**Records in a dataset:**
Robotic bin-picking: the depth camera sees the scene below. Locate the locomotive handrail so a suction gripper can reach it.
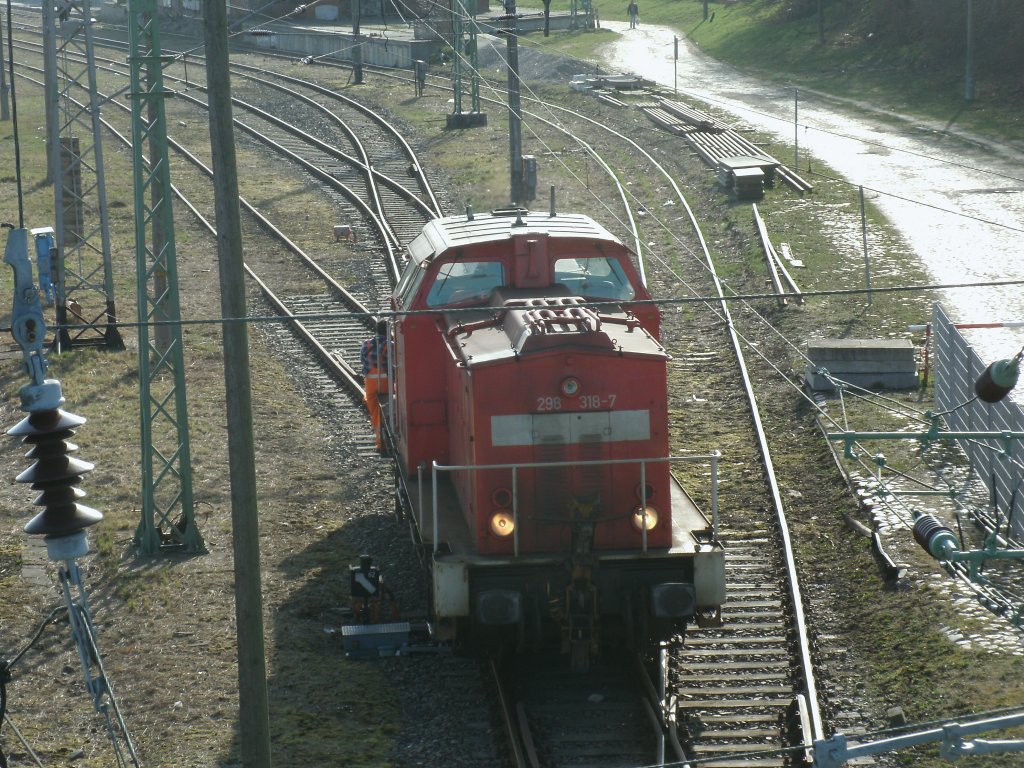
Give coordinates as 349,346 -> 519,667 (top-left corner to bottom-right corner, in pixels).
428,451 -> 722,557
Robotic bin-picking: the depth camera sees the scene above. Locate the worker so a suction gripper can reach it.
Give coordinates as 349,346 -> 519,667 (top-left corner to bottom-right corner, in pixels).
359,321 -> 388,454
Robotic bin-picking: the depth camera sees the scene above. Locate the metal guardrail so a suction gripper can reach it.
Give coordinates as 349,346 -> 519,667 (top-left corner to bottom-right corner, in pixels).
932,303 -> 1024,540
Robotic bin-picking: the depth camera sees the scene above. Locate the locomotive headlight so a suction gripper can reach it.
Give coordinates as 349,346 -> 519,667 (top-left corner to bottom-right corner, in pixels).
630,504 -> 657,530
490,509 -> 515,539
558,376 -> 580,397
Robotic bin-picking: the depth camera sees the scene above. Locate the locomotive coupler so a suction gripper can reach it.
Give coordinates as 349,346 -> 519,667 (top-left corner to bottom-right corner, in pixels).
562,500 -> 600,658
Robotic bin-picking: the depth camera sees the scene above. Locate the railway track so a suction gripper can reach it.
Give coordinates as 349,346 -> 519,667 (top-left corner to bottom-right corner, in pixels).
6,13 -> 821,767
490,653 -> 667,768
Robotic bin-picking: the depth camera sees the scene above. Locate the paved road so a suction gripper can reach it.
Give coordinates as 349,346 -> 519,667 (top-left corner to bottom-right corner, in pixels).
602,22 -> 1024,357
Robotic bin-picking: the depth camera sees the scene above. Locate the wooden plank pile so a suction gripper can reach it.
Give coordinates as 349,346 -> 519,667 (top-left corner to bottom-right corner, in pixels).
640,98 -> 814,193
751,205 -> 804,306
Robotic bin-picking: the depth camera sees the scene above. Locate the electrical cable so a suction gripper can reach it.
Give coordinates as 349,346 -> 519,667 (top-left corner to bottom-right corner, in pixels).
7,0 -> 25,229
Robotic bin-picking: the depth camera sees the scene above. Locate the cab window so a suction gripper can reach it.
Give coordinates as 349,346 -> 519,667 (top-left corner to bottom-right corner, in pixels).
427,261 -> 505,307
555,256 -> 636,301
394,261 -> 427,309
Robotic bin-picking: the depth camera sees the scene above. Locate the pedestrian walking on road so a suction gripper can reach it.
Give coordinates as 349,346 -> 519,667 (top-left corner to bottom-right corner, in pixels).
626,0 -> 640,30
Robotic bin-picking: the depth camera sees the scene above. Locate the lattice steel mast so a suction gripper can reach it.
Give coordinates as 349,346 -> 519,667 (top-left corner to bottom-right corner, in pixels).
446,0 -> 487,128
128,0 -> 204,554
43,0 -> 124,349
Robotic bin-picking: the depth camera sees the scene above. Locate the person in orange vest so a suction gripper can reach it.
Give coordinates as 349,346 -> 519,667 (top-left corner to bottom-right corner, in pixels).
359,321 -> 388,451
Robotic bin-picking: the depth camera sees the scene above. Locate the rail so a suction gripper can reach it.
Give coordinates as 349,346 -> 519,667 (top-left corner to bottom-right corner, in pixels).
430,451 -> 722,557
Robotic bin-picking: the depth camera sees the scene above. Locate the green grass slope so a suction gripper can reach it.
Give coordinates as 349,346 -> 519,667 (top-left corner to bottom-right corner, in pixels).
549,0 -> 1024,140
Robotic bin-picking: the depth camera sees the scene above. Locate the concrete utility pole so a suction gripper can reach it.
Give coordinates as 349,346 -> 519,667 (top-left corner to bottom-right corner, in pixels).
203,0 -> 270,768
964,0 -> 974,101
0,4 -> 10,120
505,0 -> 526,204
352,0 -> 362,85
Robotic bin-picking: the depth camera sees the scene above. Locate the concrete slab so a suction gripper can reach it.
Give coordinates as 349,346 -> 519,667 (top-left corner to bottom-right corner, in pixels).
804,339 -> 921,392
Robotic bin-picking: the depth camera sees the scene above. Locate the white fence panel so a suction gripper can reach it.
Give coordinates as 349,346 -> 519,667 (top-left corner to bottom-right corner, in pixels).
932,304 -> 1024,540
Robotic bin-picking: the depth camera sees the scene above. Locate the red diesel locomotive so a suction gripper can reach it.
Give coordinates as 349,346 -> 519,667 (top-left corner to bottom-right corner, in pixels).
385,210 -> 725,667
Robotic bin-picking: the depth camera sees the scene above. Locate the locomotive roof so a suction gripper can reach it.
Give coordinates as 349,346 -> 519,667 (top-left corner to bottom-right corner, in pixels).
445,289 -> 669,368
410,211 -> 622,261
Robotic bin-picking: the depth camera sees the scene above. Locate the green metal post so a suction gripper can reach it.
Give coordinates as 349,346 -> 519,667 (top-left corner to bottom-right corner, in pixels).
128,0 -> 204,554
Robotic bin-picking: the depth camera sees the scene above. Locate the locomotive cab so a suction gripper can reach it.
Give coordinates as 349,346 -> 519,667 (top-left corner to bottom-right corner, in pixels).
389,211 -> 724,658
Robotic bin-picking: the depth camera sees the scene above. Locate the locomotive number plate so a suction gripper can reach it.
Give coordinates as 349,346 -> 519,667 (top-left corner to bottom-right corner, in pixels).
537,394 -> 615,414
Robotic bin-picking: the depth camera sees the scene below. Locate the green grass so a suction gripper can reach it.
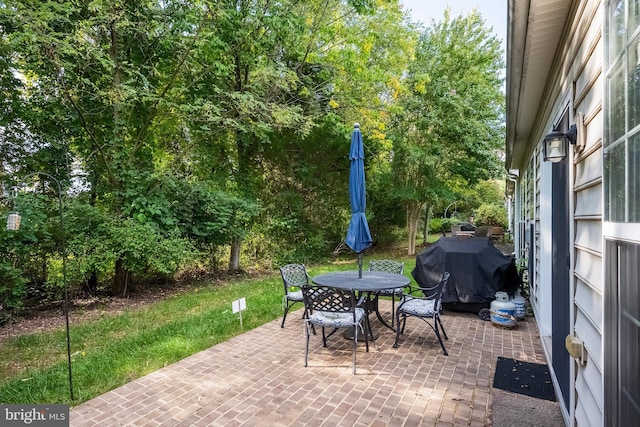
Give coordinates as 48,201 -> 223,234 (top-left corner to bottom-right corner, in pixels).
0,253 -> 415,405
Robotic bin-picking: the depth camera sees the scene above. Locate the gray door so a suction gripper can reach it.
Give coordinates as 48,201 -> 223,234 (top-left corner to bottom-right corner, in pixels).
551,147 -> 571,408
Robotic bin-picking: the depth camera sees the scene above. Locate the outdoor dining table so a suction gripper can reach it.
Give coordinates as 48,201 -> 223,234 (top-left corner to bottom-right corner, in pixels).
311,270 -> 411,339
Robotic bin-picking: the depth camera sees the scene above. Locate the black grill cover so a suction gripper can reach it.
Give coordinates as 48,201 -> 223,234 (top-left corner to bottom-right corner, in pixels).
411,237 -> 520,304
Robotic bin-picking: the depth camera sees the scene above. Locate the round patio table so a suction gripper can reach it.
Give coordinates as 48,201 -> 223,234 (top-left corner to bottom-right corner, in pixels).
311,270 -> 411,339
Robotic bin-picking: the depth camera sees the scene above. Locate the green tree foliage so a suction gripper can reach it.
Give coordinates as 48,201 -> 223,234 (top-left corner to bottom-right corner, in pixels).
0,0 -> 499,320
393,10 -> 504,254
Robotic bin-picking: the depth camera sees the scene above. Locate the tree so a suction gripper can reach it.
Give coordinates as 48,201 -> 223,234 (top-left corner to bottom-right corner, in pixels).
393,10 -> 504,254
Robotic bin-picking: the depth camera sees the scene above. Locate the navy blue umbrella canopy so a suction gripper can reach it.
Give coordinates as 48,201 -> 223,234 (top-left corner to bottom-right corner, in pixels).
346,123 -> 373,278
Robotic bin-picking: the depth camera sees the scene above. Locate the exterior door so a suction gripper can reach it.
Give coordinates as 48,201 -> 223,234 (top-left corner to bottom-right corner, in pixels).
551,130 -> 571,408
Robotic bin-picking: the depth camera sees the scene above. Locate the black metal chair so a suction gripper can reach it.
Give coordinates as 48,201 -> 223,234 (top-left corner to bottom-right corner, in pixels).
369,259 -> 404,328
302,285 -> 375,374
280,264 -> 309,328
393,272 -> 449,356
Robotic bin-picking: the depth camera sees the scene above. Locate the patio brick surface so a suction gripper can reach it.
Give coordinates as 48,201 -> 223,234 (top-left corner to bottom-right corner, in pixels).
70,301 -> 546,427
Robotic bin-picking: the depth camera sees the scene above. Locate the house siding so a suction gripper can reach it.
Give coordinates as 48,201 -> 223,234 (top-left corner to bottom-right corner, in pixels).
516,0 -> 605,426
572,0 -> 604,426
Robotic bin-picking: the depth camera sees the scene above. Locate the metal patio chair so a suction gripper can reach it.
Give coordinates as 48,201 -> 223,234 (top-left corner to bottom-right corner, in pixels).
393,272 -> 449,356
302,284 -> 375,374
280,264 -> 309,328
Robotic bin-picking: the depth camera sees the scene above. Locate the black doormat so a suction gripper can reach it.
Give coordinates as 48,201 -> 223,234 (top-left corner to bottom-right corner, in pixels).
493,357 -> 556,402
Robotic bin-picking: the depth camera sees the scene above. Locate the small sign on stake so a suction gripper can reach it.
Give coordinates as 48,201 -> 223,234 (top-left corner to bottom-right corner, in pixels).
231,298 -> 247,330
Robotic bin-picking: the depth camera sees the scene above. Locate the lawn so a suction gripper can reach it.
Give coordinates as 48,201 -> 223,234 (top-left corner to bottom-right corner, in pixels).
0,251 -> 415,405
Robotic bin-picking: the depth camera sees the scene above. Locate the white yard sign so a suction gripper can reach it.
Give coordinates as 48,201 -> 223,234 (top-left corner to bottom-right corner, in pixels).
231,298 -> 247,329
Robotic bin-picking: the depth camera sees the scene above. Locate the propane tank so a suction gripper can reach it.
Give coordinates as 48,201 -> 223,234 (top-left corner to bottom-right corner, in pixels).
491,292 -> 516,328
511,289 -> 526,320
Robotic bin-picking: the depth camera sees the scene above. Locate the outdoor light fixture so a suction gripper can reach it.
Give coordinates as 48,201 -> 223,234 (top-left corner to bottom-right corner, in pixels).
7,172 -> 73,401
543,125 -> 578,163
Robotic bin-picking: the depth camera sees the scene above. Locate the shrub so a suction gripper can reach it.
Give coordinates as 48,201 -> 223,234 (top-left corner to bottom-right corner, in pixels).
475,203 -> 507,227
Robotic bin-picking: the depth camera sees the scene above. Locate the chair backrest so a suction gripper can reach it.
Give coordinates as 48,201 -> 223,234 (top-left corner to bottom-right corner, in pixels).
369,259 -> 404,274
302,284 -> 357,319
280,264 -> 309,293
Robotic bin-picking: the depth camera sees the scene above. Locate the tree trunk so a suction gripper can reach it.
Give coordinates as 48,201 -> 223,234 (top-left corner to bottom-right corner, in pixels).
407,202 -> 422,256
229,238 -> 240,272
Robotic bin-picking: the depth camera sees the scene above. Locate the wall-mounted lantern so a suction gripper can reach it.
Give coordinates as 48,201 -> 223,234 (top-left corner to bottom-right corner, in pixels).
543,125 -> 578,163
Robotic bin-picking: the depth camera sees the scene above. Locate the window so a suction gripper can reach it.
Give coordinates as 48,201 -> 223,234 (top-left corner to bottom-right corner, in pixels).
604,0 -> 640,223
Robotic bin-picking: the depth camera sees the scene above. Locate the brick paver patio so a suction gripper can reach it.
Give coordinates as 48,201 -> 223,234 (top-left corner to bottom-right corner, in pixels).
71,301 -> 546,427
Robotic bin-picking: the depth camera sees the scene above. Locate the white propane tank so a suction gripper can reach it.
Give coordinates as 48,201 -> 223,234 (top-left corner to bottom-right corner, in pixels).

**DESCRIPTION OF THE TASK:** Reproduce the data exactly, starting at the beginning and ending with the line that contains "428,451 -> 722,557", both ends included. Leave the pictures out of your answer.

**TASK SOLUTION:**
Robotic bin-picking: the depth camera sees the scene below. Locate the locomotive handrail so a suction gripper can reach it.
Give coordinates as 349,346 -> 519,667 (top-left corner to bottom-right corner, in pixels).
428,451 -> 722,557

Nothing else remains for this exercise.